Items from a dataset

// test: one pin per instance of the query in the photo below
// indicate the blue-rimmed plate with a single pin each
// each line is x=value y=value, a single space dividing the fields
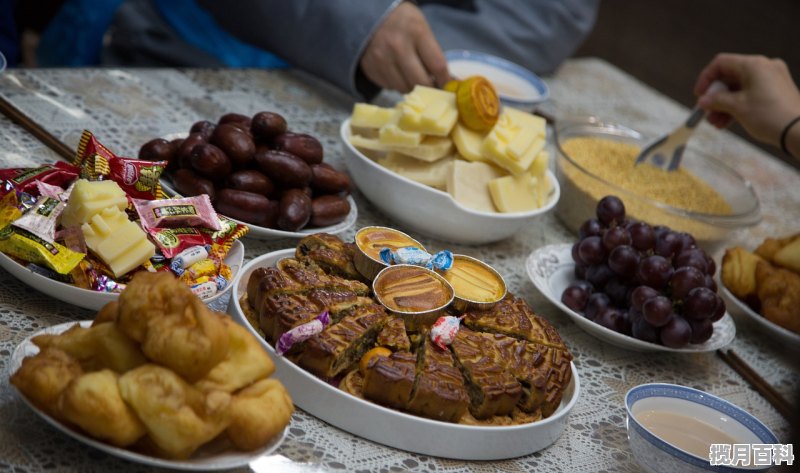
x=516 y=86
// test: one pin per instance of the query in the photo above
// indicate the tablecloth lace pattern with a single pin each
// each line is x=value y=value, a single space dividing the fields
x=125 y=108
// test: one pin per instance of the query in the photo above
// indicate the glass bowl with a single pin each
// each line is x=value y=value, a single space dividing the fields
x=581 y=189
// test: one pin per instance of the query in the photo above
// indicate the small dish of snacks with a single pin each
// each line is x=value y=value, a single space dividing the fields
x=672 y=428
x=764 y=285
x=452 y=163
x=157 y=378
x=80 y=232
x=259 y=172
x=346 y=358
x=635 y=286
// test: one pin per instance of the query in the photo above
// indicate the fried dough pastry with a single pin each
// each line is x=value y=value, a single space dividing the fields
x=738 y=272
x=43 y=377
x=93 y=402
x=178 y=417
x=779 y=293
x=175 y=328
x=245 y=363
x=98 y=347
x=259 y=412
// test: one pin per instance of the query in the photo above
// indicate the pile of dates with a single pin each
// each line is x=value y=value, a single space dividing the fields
x=255 y=170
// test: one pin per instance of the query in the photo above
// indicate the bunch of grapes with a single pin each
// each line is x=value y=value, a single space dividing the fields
x=650 y=282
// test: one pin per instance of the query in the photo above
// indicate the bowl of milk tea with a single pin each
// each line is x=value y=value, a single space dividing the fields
x=673 y=428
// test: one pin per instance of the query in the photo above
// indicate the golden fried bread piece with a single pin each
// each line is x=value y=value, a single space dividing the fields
x=779 y=293
x=178 y=417
x=738 y=271
x=175 y=328
x=93 y=403
x=245 y=363
x=43 y=377
x=259 y=412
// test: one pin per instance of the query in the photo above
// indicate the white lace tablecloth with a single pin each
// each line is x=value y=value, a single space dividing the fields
x=125 y=108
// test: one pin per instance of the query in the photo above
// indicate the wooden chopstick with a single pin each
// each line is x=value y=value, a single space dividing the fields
x=17 y=116
x=758 y=383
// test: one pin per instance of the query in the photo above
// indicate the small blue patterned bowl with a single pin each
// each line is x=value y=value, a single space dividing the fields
x=655 y=454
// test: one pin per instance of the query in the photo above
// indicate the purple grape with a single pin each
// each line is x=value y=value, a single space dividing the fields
x=610 y=210
x=591 y=227
x=643 y=237
x=641 y=294
x=701 y=330
x=700 y=303
x=654 y=271
x=694 y=257
x=617 y=291
x=685 y=279
x=668 y=244
x=599 y=275
x=624 y=260
x=643 y=331
x=575 y=297
x=657 y=311
x=676 y=334
x=598 y=302
x=610 y=318
x=591 y=250
x=719 y=309
x=616 y=236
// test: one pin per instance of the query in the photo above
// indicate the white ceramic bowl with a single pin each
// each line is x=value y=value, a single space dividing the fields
x=430 y=211
x=398 y=429
x=657 y=455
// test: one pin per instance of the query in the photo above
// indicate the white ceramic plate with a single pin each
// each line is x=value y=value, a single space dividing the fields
x=264 y=233
x=430 y=211
x=516 y=86
x=207 y=458
x=95 y=300
x=787 y=337
x=394 y=428
x=552 y=270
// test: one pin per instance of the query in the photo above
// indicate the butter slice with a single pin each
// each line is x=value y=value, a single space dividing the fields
x=515 y=141
x=514 y=193
x=432 y=174
x=429 y=111
x=120 y=243
x=370 y=116
x=468 y=143
x=468 y=183
x=431 y=148
x=88 y=198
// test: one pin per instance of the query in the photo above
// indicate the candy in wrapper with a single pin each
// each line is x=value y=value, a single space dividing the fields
x=25 y=245
x=173 y=241
x=138 y=178
x=444 y=331
x=26 y=179
x=302 y=332
x=41 y=219
x=188 y=257
x=442 y=260
x=183 y=212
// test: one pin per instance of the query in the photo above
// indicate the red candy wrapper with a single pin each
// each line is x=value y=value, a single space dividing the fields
x=183 y=212
x=139 y=179
x=27 y=179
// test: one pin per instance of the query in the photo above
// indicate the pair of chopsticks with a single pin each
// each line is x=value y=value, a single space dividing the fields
x=17 y=116
x=758 y=383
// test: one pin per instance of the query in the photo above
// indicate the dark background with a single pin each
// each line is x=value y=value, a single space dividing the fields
x=666 y=44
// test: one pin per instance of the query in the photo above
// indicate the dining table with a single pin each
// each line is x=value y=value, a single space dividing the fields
x=126 y=107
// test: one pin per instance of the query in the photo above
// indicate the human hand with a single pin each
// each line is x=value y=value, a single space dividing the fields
x=761 y=96
x=403 y=52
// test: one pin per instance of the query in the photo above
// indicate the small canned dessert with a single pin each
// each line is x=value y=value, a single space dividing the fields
x=418 y=295
x=371 y=240
x=477 y=285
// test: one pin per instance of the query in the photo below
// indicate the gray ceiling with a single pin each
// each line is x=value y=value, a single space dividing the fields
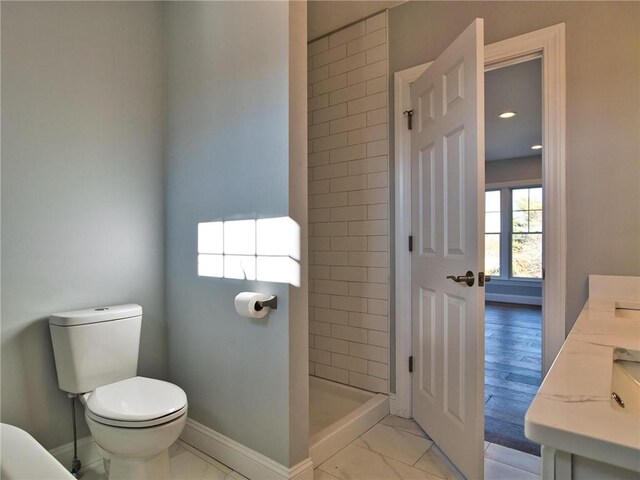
x=515 y=88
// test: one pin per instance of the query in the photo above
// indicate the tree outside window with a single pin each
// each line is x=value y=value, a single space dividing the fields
x=526 y=233
x=513 y=222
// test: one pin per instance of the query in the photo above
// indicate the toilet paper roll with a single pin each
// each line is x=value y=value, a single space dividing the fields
x=245 y=303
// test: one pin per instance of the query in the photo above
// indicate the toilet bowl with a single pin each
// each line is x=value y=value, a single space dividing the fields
x=134 y=422
x=133 y=419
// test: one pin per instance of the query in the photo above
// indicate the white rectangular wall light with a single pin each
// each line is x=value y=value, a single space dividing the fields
x=267 y=249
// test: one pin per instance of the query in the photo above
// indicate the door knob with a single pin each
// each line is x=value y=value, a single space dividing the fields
x=468 y=278
x=482 y=279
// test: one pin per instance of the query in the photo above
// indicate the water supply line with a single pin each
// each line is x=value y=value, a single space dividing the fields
x=75 y=463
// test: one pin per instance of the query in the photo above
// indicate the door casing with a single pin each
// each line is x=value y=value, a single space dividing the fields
x=549 y=45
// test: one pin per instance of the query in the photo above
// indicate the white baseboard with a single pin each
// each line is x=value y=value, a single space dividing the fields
x=87 y=452
x=335 y=437
x=521 y=299
x=240 y=458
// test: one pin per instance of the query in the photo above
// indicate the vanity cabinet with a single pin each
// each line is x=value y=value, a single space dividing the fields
x=584 y=432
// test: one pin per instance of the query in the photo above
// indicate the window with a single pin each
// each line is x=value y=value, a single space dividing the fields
x=492 y=233
x=526 y=233
x=513 y=232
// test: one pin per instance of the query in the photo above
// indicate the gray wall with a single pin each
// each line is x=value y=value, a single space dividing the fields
x=513 y=169
x=82 y=216
x=228 y=158
x=603 y=114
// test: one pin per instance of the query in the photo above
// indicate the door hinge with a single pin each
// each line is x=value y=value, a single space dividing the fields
x=409 y=114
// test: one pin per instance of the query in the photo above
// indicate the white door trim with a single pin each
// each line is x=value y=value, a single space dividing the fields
x=548 y=44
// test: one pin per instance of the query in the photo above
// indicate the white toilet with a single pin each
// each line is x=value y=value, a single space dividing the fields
x=133 y=419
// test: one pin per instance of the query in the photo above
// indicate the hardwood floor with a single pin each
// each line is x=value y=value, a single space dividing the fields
x=513 y=359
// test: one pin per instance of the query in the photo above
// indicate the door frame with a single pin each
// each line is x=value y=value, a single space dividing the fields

● Written request: Return all of the lines above word for word, omitting the pictures.

● Exercise answer:
// test: one pin per instance of the query in the photo below
// indicate the blue-rimmed plate with a single pin each
// each line is x=value y=value, a single space dividing the fields
x=516 y=86
// test: one pin per instance of the query in the photo above
// indicate the tablecloth lace pattern with a single pin each
// each line is x=value y=value, a single space dividing the fields
x=125 y=108
// test: one pin per instance of the query in the photo above
// indicate the glass bowl with a single pin each
// each line is x=value y=value, a single space dividing the fields
x=581 y=189
// test: one pin per instance of the query in the photo above
// indicate the small dish of snacks with a single pin each
// each line is x=value y=value, a single space dividing the fields
x=672 y=428
x=764 y=285
x=452 y=163
x=157 y=378
x=80 y=232
x=259 y=172
x=346 y=358
x=635 y=286
// test: one pin per instance of the query in the photo above
// indicate the fried dough pastry with a single pin each
// each line is x=value y=value, a single space dividing the fields
x=738 y=272
x=43 y=377
x=93 y=402
x=178 y=417
x=779 y=293
x=175 y=328
x=245 y=363
x=98 y=347
x=259 y=412
// test: one pin per instance of the query in the photo above
// indicate the pile of dates with a single pin each
// each line is x=value y=value, a single space dividing the fields
x=255 y=170
// test: one pin per instance of the query in the photo above
// indicate the bunch of grapes with a single pin each
// each line is x=value y=value, a single space dividing the fields
x=650 y=282
// test: one pin per instance of the query in the photo above
// indicate the bowl of milk tea with a single pin each
// each line is x=value y=value, a single space dividing the fields
x=673 y=428
// test: one pin per instance of the query in the photo above
// indicate the golden fried bread piece with a single pin each
// each line is x=value y=value, a single space dividing the fields
x=779 y=293
x=178 y=417
x=738 y=271
x=175 y=328
x=93 y=403
x=245 y=363
x=43 y=377
x=259 y=412
// test: one pin per instance of the query in the photo above
// indicate the white lace tablecloth with a single pin each
// each line is x=value y=value, a single space dividing the fields
x=125 y=108
// test: one pin per instance of the query in the photo above
// indicate the wooden chopstick with a single pin each
// each line is x=value y=value, a single space dividing the fields
x=17 y=116
x=758 y=383
// test: one pin per instance of the query in the photo above
// indicate the small blue patterned bowl with a single pin each
// each line is x=value y=value, a single space dividing the fields
x=655 y=454
// test: one pin per instance of the query in the photo above
// indicate the purple grape with a single pin each
// each line is x=value y=value, a single space dividing the fields
x=610 y=210
x=591 y=227
x=643 y=237
x=641 y=294
x=701 y=330
x=700 y=303
x=654 y=271
x=694 y=257
x=617 y=291
x=685 y=279
x=668 y=244
x=599 y=275
x=624 y=260
x=643 y=331
x=575 y=297
x=657 y=311
x=676 y=334
x=598 y=302
x=610 y=318
x=591 y=250
x=719 y=309
x=616 y=236
// test: one pin per instance of the query in the photo above
// indicate the white ceramic bowl with a single pin each
// each line is x=value y=value, a single space dividing the fields
x=430 y=211
x=398 y=429
x=657 y=455
// test: one pin per instance of the query in the photo above
// indicate the white ceramic plate with a single pin each
// each line is x=value y=value, a single space dividing the fields
x=264 y=233
x=430 y=211
x=516 y=86
x=207 y=458
x=95 y=300
x=787 y=337
x=394 y=428
x=552 y=270
// test: one pin per instance of the query in the photo above
// indicate the butter slice with a single pin each
// each line is x=value y=value, a single space dividing the fields
x=515 y=141
x=514 y=193
x=432 y=174
x=429 y=111
x=120 y=243
x=370 y=116
x=468 y=143
x=468 y=183
x=431 y=148
x=88 y=198
// test: one pin per instance of the query in the photo above
// indicate the candy in wrapper with a single pin each
// each line is x=value y=value, a single space dividing the fields
x=25 y=245
x=173 y=241
x=138 y=178
x=444 y=331
x=26 y=179
x=302 y=332
x=41 y=219
x=188 y=257
x=442 y=260
x=183 y=212
// test: one pin per instance of the query in the photo above
// indicate the red candy wrapper with a single pin each
// each line is x=value y=value, a single space dividing the fields
x=183 y=212
x=139 y=179
x=27 y=179
// test: one pin per instance of the query in the photo above
// indicate the pair of chopsticks with a single pin each
// each line is x=value y=value, a single space dividing the fields
x=17 y=116
x=758 y=383
// test: one pin per instance of the query in the photo above
// indicate the dark background with a single pin each
// each line is x=value y=value, a single space dividing the fields
x=666 y=44
// test: one pin per instance of the query in the photo above
// indicate the dining table with a single pin each
// each line is x=value y=value, a single space dividing the fields
x=126 y=107
// test: one pin per instance of the query in the photo above
// indicate the human hand with a single pin each
// each line is x=value y=value, a single space dividing the fields
x=761 y=96
x=403 y=52
// test: one pin per instance of the query in the photo above
// indicate the small canned dessert with a single pin each
// each line is x=value y=value, a single space dividing the fields
x=418 y=295
x=371 y=240
x=477 y=285
// test: one pin per instance of the query in the photo below
// indicate the gray ceiling with a single pin each
// each line is x=value y=value, a single space dividing the fields
x=515 y=88
// test: one pin per instance of the query in the photo above
// indicate the tree outside window with a single pin each
// each line is x=value y=value, a single space dividing the fields
x=526 y=233
x=513 y=222
// test: one pin per instance of the query in the photo above
// indicate the toilet paper roll with a single pin each
// each line is x=value y=value, a single space dividing the fields
x=245 y=303
// test: one pin per instance of the query in the photo above
// indicate the toilet bowl with a single pin each
// each line is x=value y=value, a single space dividing the fields
x=134 y=422
x=133 y=419
// test: one pin per instance of the query in the photo above
// indicate the white rectangular wall light with a single pin each
// each line is x=value y=value, a single space dividing the fields
x=267 y=249
// test: one pin per instance of the query in the photo above
// indicate the door knob with a single pin each
// each line is x=value y=value, a single space dividing the fields
x=468 y=278
x=482 y=279
// test: one pin per instance of the query in the photo above
// indicate the water supply line with a single pin each
// each line is x=value y=value, a single space dividing the fields
x=75 y=463
// test: one pin per instance of the query in the photo above
// indicate the door casing with a single pin each
// each line is x=value y=value, a single space dividing the fields
x=549 y=45
// test: one pin per instance of the query in the photo above
// indicate the white baseboard with a single pin each
// each line is x=value y=value, a single space dividing the fields
x=87 y=452
x=335 y=437
x=521 y=299
x=240 y=458
// test: one pin per instance of the query in the photo above
// indicate the vanity cabinet with a single pin each
// each line is x=value y=value, a single space dividing the fields
x=584 y=432
// test: one pin per instance of the query in the photo above
// indicate the window with a single pin each
// each line is x=value y=value, a single space dividing the fields
x=492 y=233
x=526 y=233
x=513 y=232
// test: one pin per instance of the query in the photo above
// indicate the gray wall with a single pin each
// each line is x=value y=value, a single space dividing the fields
x=513 y=169
x=82 y=216
x=228 y=158
x=603 y=114
// test: one pin per instance of the query in the photo above
// indicate the door hinge with a single pin each
// each line is x=value y=value, a single space dividing the fields
x=409 y=114
// test: one pin per instance of the query in the photo above
// indicate the white door trim with a single pin each
// each line is x=value y=value, a single space dividing the fields
x=548 y=44
// test: one pin per instance of the query in the photo above
// indicate the white toilet with a single pin each
// each line is x=value y=value, a single space dividing the fields
x=133 y=419
// test: one pin per instance of the query in the photo above
// indicate the hardwood floor with a single pin each
// each line is x=value y=value, a single space dividing the fields
x=513 y=359
// test: one pin per instance of the query in the photo above
// indicate the door frame with a single pin each
// each line is x=value y=value, a single space dividing the fields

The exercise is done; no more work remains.